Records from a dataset
------------------------------------

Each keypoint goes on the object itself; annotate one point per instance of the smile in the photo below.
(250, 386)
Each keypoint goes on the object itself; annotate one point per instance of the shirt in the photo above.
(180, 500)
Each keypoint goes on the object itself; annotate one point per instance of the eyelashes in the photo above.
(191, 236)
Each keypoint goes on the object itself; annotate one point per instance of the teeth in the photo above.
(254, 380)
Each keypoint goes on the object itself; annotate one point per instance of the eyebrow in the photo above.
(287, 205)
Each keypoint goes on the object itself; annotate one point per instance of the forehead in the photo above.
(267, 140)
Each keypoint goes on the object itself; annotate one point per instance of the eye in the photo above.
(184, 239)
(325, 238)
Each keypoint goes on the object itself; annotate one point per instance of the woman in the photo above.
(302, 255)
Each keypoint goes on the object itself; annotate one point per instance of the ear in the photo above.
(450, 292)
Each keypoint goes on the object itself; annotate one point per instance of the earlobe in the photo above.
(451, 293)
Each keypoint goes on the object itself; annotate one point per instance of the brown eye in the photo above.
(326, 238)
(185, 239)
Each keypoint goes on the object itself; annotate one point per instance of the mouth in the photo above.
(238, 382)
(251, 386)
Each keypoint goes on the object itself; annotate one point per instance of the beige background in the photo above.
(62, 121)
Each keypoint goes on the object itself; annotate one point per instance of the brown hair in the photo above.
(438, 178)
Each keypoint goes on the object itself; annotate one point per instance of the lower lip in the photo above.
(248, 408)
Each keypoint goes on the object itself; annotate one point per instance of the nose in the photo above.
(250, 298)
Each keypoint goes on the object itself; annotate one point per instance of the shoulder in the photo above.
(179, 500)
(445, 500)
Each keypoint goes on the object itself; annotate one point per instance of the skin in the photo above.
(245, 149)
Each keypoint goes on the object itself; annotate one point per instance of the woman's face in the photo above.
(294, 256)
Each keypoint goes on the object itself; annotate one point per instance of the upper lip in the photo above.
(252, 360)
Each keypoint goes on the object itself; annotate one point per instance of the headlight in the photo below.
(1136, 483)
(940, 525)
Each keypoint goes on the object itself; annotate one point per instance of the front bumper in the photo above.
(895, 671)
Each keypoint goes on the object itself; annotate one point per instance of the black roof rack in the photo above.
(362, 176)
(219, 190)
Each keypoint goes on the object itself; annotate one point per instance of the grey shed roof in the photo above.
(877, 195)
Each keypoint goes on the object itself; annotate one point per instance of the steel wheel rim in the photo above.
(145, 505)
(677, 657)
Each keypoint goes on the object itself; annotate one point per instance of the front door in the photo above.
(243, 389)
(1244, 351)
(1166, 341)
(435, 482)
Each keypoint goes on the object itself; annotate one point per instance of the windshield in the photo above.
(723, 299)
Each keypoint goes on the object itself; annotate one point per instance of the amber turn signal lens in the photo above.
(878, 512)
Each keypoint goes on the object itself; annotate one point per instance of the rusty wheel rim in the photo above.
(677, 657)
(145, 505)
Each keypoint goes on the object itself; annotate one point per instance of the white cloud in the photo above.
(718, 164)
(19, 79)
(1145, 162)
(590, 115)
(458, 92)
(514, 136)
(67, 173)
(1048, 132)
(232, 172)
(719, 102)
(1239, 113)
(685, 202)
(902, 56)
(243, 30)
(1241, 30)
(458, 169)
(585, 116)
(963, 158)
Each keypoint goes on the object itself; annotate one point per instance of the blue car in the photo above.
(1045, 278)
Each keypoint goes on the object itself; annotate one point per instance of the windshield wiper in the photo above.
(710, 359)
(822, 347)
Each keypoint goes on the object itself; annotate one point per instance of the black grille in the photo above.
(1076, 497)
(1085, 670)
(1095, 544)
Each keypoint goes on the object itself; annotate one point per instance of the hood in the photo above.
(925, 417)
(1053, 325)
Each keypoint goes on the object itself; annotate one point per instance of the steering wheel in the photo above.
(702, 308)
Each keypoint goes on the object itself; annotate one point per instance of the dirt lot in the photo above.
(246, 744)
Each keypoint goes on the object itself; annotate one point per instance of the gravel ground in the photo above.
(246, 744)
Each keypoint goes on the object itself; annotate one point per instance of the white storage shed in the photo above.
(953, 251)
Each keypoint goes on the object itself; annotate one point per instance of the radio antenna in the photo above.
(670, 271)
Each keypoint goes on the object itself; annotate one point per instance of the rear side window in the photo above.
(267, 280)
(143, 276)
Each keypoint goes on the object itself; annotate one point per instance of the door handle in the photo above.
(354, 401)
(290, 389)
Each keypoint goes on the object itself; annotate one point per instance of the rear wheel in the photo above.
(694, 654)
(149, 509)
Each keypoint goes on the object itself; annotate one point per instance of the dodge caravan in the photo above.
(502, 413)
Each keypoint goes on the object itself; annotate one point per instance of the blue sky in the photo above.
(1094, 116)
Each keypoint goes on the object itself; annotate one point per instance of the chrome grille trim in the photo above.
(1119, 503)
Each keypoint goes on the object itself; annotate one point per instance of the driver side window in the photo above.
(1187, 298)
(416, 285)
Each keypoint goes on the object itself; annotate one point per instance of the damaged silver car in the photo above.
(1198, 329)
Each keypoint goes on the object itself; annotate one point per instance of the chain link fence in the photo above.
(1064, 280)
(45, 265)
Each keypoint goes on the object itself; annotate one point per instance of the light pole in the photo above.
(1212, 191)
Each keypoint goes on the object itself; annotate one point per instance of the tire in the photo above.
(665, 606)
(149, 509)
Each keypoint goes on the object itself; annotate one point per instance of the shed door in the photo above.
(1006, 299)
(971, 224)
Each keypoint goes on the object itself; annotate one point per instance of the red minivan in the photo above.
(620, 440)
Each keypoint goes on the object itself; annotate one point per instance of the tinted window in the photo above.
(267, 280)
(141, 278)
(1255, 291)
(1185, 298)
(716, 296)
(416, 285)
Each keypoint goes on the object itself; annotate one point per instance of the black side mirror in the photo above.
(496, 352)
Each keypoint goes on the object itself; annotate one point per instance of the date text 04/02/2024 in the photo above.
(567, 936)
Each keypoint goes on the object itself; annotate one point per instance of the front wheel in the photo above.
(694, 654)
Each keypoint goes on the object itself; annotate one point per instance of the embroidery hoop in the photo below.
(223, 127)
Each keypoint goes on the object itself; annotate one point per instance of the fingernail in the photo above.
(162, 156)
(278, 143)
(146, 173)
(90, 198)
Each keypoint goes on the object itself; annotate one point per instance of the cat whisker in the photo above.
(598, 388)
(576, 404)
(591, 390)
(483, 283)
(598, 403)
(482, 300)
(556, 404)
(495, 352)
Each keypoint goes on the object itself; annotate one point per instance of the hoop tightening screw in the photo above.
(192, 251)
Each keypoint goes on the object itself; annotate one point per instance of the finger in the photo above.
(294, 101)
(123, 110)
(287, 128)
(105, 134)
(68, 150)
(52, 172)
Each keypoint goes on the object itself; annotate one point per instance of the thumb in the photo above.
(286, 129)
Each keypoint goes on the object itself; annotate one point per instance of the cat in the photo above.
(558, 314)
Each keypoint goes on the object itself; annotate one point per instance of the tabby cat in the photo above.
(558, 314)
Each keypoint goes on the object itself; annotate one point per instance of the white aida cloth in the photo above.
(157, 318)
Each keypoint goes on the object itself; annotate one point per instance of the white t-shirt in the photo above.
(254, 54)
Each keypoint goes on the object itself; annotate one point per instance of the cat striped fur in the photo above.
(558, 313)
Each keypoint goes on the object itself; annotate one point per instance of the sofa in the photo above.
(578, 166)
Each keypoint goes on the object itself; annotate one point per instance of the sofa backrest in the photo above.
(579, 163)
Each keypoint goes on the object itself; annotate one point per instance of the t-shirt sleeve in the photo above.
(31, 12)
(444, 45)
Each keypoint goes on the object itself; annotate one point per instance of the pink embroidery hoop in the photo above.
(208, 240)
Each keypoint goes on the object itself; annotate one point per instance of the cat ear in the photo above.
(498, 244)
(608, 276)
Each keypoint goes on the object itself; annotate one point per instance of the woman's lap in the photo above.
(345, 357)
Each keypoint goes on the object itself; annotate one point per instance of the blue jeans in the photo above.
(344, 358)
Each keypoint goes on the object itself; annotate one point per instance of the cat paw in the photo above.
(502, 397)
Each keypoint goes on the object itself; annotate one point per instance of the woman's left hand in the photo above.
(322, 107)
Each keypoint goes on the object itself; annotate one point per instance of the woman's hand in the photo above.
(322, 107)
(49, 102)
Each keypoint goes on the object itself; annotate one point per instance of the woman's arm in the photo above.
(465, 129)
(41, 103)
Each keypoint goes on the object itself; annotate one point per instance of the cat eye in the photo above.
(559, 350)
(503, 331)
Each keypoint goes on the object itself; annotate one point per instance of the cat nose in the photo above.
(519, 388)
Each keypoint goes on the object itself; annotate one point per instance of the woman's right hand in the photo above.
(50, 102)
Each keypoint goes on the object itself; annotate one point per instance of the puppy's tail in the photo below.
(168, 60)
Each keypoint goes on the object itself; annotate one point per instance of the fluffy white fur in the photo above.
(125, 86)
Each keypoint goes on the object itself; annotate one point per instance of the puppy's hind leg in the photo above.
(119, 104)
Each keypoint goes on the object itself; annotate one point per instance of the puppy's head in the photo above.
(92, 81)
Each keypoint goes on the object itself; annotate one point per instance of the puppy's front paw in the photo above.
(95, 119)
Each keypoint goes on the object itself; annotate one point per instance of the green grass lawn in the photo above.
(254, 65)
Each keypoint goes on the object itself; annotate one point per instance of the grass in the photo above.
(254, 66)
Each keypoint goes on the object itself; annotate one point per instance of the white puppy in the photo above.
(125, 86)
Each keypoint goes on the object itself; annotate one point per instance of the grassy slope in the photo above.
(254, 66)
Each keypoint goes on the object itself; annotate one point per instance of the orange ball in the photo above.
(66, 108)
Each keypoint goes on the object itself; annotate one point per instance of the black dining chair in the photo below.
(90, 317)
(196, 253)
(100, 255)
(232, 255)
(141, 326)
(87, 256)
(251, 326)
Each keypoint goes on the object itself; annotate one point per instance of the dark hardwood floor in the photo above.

------------------------------------

* [WORK TO DO]
Please present the lines as a numbered list, from the line containing "puppy's head in the photo above." through the end of the records, both ends included, and leave out any blank lines.

* [SOLUTION FOR THIS TASK]
1. Each keypoint goes on the object itself; annotate one point per instance of the puppy's head in the photo above.
2. (92, 81)
3. Each keypoint goes on the object itself; annotate one point per instance of the puppy's front paw in the photo above.
4. (95, 119)
5. Each keypoint goes on the object itself; annotate one point per instance of the green grass lawn in the photo above.
6. (254, 65)
7. Each keypoint goes on the object itself; annotate one point per instance of the grass in the photo above.
8. (254, 66)
9. Each keypoint goes on the object itself; annotate one point per instance of the white puppy in the photo above.
10. (125, 86)
11. Each keypoint goes on the object itself; annotate one point per instance of the grassy slope in the photo above.
12. (254, 66)
13. Each keypoint goes on the object itself; annotate one point per instance of the orange ball in the photo above.
14. (66, 108)
15. Each keypoint goes on the object itself; annotate one point per instance of the black dining chair in the photo below.
16. (90, 317)
17. (196, 253)
18. (100, 255)
19. (232, 255)
20. (141, 326)
21. (87, 256)
22. (251, 326)
23. Each keypoint goes on the object itself; annotate one point per instance of the dark hardwood floor in the photo above.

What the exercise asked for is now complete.